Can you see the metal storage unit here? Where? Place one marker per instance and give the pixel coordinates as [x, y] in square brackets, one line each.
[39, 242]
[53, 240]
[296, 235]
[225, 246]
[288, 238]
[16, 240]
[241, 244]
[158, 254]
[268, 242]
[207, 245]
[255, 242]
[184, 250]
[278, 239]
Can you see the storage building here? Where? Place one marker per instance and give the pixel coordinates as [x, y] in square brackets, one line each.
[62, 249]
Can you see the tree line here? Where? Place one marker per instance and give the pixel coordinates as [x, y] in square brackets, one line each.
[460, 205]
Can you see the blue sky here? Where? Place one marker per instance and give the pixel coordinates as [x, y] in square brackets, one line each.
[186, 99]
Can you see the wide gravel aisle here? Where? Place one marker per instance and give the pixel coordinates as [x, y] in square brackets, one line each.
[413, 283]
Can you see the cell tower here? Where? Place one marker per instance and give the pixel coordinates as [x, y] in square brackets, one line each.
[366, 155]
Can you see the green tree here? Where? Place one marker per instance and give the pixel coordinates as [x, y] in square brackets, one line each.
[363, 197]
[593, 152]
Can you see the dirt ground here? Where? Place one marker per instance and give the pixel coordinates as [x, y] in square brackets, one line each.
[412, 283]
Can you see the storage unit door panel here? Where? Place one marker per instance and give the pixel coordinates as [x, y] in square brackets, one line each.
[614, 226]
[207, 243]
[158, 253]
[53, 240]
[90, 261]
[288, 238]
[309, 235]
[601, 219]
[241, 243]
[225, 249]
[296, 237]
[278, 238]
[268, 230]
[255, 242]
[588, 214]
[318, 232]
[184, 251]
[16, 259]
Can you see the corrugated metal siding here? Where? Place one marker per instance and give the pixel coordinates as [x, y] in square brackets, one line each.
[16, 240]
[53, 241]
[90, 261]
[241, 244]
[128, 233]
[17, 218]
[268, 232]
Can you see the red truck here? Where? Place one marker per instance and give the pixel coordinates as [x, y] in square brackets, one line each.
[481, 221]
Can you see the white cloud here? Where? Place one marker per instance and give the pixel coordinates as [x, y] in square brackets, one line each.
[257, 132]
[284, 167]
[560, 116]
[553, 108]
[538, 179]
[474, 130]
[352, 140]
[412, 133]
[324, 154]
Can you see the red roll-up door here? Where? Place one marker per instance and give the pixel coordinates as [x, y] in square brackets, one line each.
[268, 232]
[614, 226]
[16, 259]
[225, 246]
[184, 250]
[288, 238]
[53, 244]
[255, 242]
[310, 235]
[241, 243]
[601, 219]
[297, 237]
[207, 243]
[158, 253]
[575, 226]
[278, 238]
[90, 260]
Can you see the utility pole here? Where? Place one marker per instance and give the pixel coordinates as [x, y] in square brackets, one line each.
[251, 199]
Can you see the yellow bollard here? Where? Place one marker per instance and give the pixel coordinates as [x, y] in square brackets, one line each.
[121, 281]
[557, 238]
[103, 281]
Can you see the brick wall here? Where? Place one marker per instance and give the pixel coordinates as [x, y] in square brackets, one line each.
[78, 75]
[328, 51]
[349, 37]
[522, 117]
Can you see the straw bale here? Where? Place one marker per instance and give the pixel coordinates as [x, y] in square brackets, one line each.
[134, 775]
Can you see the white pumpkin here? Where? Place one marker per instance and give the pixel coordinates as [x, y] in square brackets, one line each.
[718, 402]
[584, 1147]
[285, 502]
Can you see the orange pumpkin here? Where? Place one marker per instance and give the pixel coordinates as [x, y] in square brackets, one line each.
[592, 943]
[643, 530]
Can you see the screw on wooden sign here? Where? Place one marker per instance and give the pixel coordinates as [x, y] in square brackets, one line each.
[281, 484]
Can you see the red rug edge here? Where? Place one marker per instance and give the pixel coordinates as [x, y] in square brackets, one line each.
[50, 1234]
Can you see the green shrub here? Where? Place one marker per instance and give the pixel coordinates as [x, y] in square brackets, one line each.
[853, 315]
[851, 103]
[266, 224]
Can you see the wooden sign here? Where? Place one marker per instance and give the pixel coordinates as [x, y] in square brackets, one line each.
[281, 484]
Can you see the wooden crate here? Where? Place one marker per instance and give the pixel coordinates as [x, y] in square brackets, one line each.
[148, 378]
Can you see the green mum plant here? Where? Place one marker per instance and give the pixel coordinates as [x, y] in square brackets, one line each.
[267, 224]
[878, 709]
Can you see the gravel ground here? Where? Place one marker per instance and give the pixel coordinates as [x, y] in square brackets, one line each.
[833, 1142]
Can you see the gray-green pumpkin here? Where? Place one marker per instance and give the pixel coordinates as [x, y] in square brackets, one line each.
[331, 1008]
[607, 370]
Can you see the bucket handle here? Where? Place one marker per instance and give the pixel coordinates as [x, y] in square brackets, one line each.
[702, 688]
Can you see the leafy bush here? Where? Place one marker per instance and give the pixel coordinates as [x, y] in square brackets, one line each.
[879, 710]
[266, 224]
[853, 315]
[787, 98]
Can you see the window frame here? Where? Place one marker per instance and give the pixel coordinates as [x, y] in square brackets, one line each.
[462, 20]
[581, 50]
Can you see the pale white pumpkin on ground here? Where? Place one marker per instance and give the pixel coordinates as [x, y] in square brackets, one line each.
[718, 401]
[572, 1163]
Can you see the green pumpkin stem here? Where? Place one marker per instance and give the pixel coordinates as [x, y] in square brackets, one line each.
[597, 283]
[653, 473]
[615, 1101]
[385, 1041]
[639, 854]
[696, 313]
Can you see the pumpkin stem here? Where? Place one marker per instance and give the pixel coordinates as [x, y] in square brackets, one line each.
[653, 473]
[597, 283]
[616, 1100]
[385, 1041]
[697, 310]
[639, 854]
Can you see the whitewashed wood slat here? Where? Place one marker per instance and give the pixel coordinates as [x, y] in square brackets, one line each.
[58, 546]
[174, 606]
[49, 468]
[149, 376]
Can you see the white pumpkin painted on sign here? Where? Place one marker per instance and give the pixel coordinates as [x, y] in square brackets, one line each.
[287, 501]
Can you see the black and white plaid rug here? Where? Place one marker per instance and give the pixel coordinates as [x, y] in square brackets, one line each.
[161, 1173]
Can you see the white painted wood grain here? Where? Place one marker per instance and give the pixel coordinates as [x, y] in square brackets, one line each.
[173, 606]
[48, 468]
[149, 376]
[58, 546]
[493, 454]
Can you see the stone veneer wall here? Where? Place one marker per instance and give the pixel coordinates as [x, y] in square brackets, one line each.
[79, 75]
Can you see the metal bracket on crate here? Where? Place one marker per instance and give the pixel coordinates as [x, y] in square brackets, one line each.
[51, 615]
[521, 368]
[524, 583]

SHORT TASK: Please rewrite all of the data above as a numbered list with one line per item, leaving out any blank lines.

EXPECTED OUTPUT:
1. Can you see the metal storage unit here? Where? Place one marker per instance and give the pixel coordinates as [x, y] in square brackets, one line each.
2. [39, 242]
3. [53, 240]
4. [296, 235]
5. [225, 246]
6. [288, 238]
7. [16, 240]
8. [241, 244]
9. [158, 254]
10. [268, 242]
11. [207, 245]
12. [255, 242]
13. [184, 250]
14. [278, 239]
15. Can you see the storage building here? Where? Place one marker per instance and give the pixel coordinates as [x, y] in square brackets, one line each.
16. [62, 249]
17. Can you see the tree line here? Where? Place one marker per instance and give the pixel coordinates as [x, y] in square brackets, one line each.
18. [460, 205]
19. Can you see the blue sky here? Where? Place one marker per instance and give the pixel coordinates as [x, y] in square brackets, one line each.
20. [186, 99]
21. Can you see the wide gravel aisle here? Where? Place one marker per instance and give the pixel coordinates as [x, y] in square brackets, one line each.
22. [413, 283]
23. Can you see the cell tower here? Where? Place one marker per instance and give the pixel coordinates as [x, y] in square brackets, one line each.
24. [366, 155]
25. Can you see the green tree here? Where? Place one marker per instance and give the pixel coordinates as [x, y] in square brackets, one line each.
26. [363, 197]
27. [593, 152]
28. Can you see the dirt ground here? Where? Place one marker per instance and give the pixel coordinates as [x, y] in square brackets, one line each.
29. [412, 283]
30. Can you see the storage unit door panel here? Where? Place one marker per instance and give the pixel coordinates as [x, y] in square brackets, one line each.
31. [614, 226]
32. [207, 243]
33. [158, 253]
34. [53, 240]
35. [90, 261]
36. [288, 238]
37. [309, 235]
38. [601, 219]
39. [241, 243]
40. [225, 249]
41. [296, 237]
42. [278, 238]
43. [268, 230]
44. [255, 242]
45. [588, 214]
46. [318, 232]
47. [184, 251]
48. [16, 259]
49. Can you see the corrugated metal siding here? Where? Place one marker per instance and give the pixel coordinates as [x, y] in square brackets, one line each.
50. [16, 240]
51. [53, 241]
52. [90, 261]
53. [241, 244]
54. [128, 233]
55. [17, 218]
56. [268, 232]
57. Can you see the red truck here? Where? Place one marker per instance and give the pixel coordinates as [x, y] in square brackets, one line each.
58. [481, 221]
59. Can you see the white cloud here? Where? Place one marker per instance and give the pixel coordinates as [x, y] in square brackets, one line each.
60. [257, 132]
61. [284, 167]
62. [560, 116]
63. [553, 108]
64. [538, 179]
65. [474, 130]
66. [352, 140]
67. [412, 133]
68. [324, 154]
69. Can you see the red roll-up door here? Where? Place one marker per instance and give the pixel coordinates as [x, y] in square brackets, one line each.
70. [268, 232]
71. [614, 226]
72. [16, 259]
73. [225, 246]
74. [184, 250]
75. [288, 238]
76. [53, 244]
77. [255, 242]
78. [310, 235]
79. [241, 243]
80. [601, 219]
81. [297, 237]
82. [207, 243]
83. [158, 253]
84. [575, 226]
85. [278, 238]
86. [90, 260]
87. Can you see the utility pole here? Where? Place one marker per instance and give the pixel coordinates as [x, y] in square brackets, one line each.
88. [251, 199]
89. Can you see the yellow bollard here? Where? Place one marker per instance and give the pixel coordinates as [x, y] in square brackets, one line each.
90. [121, 281]
91. [557, 238]
92. [103, 281]
93. Can you see the brick wall here? Where? Place one marker per instance and give the pixel coordinates as [x, y] in square brackets, one line each.
94. [78, 75]
95. [328, 51]
96. [349, 37]
97. [522, 117]
98. Can you see the straw bale here? Where? Place one marker per instance and give the pixel coordinates as [x, y] in square brackets, one line each.
99. [134, 775]
100. Can you see the white pumpkin here? Where? Place one marker per instance and give the pixel coordinates as [x, y] in square brackets, one line each.
101. [718, 402]
102. [584, 1147]
103. [285, 502]
104. Can you see the orange pumpkin here? Where? Place one marker per instance and give the pixel coordinates as [x, y] in square brackets, one line each.
105. [592, 943]
106. [643, 530]
107. Can you see the screw on wooden sign here? Where? Place one marker per instance and give the pixel coordinates as [x, y] in square brackets, one line each.
108. [281, 484]
109. Can you see the red rug edge here? Where? Place one marker per instance and give the pixel coordinates as [x, y] in square brackets, one line each.
110. [50, 1234]
111. Can you see the green shrub here? Where? Place one marker per instance and give the pixel coordinates as [x, y] in square brackets, one line each.
112. [853, 315]
113. [851, 103]
114. [266, 224]
115. Can you see the wooden sign here? Where? Place one marker per instance and give the pixel coordinates as [x, y] in square brackets, one line each.
116. [281, 484]
117. Can you see the wooden crate here? Where? Place one marker per instance and give the pixel coordinates as [x, y] in square brackets, one line each.
118. [148, 378]
119. Can you see the green mum plant here? Where? Place one marker per instance and give the pixel coordinates as [x, y] in square brackets, one line each.
120. [267, 224]
121. [878, 709]
122. Can you see the gravel ground here? Where? Place one marker per instance and give the pixel coordinates as [x, y] in square brackets, one line each.
123. [833, 1142]
124. Can you see the gray-green pumpkin here? Where? Place one marker per instance and give the pixel coordinates as [x, y] in square brackets, one line each.
125. [331, 1008]
126. [607, 370]
127. Can you see the bucket handle here? Where? Place one marker per instance and give the pixel coordinates as [x, y] in square brackets, one line each.
128. [702, 688]
129. Can you see the leafy bush here? Where? Place one marker per instance and give the pixel coordinates as [x, y] in square brackets, one line each.
130. [879, 710]
131. [266, 224]
132. [853, 315]
133. [787, 98]
134. Can you see the window frame here? Where? Place one marker per instance and give the pixel coordinates as [x, y] in square brackets, one line each.
135. [462, 20]
136. [581, 50]
137. Can you see the pale white pumpkin on ground here? Where? Place one marker per instance and give the pixel coordinates as [x, y] in square brackets, one line each.
138. [718, 401]
139. [572, 1163]
140. Can you see the green pumpkin stem here? Where? Place one marker per instance and give the pixel coordinates as [x, y] in square brackets, one line each.
141. [597, 283]
142. [653, 473]
143. [615, 1101]
144. [385, 1041]
145. [639, 854]
146. [696, 313]
147. Can you see the pumpkin stem here? Where? Place one marker per instance and give the pixel coordinates as [x, y] in square brackets, one line each.
148. [653, 473]
149. [597, 283]
150. [616, 1100]
151. [385, 1041]
152. [697, 310]
153. [639, 854]
154. Can you see the whitewashed wood slat here? Where? Place one marker per instance and give the pixel coordinates as [x, y] in square brackets, one line each.
155. [58, 546]
156. [174, 606]
157. [49, 468]
158. [149, 376]
159. Can you see the white pumpkin painted on sign here? Where? Place one marker per instance and give the pixel coordinates as [x, y] in square brackets, one line each.
160. [287, 501]
161. Can you see the black and white plaid rug here? Where? Place one marker per instance and give the pixel coordinates as [x, y] in square brackets, one line each.
162. [161, 1173]
163. Can you see the white painted wood grain here? Where? Place one marker per instance and give the pixel coordinates as [x, y] in square brackets, one line each.
164. [173, 606]
165. [48, 468]
166. [149, 376]
167. [58, 546]
168. [493, 454]
169. Can you see the stone veneer wall here? Where? Place one marker per instance and give the pixel coordinates as [x, y] in square brackets, one line each.
170. [79, 75]
171. Can you see the metal bracket on crate here? Where? Place one marker per instance and give the pixel coordinates as [x, y] in square brackets, one line each.
172. [51, 615]
173. [521, 368]
174. [524, 583]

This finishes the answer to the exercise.